> Reading text

-*-*-

We might even get the chance to play within Coppola’s world. Imagine being even closer to those trees, being able to look around, as they explode into flame and smoke. And as The Doors song ‘The End’ wafts on to the soundtrack – “This is the end, beautiful friend…” – you’ll be able to shout back, “Nah, there is no end.” No final cut.
The director’s cut
Francis Ford Coppola’s full remarks at Il Cinema Ritrovato
“When this film was first released, in 1979, the distributors saw it first and they were shocked. They said, ‘Well, it’s much too long and it’s much too weird.’ Come si dice ‘weird’ in italiano? [Strano.] We were desperate. We didn’t know what to do. Because when a film first comes out, its destiny is decided at that moment. So I met with all my team and I said we have to make it shorter and we have to make it less strano. We worked and worked, and we took out, I don’t know, maybe 20, 30 minutes, and we tried to make it more like a normal war film.
“So it came out, and many people thought that it was interesting and many people thought it was too long and too weird. The film had one surprising effect – the audience kept going to see it, month after month, they kept going. And, finally, it was clear that we had something of interest that people wanted to see.
“About two years later, I was in a little hotel in London and I noticed on the small television that they were going to show Apocalypse Now. And I always liked the beginning of Apocalypse Now, and so I thought I would see it. But I ended up seeing the entire film. And I was very surprised because the film to me didn’t seen weird – strano – at all. I seemed very normal. And that’s because, of course, when something is avant garde or a little unusual, in time that becomes very normal.

-*-*-

> Extracted entries
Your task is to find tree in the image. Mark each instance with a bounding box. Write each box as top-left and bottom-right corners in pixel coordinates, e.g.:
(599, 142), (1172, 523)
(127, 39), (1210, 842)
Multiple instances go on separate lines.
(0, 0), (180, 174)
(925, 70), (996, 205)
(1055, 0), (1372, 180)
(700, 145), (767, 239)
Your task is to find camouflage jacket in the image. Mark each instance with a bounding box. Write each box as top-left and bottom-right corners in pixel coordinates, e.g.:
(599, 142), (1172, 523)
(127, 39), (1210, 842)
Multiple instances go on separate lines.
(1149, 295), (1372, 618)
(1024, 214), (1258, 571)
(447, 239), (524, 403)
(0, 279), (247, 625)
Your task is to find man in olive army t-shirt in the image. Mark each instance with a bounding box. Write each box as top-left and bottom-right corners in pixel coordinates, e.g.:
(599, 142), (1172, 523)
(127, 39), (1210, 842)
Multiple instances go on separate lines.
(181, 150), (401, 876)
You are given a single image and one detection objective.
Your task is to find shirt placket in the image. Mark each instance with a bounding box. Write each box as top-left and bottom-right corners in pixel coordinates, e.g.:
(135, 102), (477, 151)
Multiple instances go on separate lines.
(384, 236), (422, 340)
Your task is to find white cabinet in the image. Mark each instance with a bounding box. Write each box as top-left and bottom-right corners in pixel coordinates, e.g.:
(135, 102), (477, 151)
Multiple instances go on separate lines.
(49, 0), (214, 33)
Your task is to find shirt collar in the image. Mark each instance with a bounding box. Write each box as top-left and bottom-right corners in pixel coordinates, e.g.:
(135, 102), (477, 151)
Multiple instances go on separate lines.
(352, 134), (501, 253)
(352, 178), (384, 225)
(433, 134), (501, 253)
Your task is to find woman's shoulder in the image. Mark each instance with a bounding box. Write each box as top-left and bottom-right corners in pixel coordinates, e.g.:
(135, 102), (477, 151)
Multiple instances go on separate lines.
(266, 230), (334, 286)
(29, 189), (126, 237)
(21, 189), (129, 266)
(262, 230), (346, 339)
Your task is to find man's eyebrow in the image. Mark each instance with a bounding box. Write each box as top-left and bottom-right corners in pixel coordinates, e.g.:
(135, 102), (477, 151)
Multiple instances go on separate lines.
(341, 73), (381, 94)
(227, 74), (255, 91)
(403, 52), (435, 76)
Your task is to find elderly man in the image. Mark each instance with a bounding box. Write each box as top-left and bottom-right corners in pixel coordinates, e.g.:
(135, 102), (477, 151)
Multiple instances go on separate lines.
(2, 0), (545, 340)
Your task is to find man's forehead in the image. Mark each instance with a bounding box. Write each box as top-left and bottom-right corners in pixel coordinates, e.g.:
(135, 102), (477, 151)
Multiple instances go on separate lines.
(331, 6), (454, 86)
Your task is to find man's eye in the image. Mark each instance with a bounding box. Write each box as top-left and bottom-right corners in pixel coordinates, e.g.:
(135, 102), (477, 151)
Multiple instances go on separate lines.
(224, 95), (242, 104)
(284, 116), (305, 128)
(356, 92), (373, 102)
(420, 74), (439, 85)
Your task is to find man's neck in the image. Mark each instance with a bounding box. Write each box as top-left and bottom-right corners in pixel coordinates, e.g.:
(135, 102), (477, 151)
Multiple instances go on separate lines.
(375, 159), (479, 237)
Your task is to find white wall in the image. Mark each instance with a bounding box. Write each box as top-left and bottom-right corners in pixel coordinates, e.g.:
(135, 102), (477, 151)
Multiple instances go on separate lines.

-*-*-

> Exercise requirements
Reproduce the passage of the Apocalypse Now text from "We might even" up to and including "No final cut.".

> Exercise output
We might even get the chance to play within Coppola’s world. Imagine being even closer to those trees, being able to look around, as they explode into flame and smoke. And as The Doors song ‘The End’ wafts on to the soundtrack – “This is the end, beautiful friend…” – you’ll be able to shout back, “Nah, there is no end.” No final cut.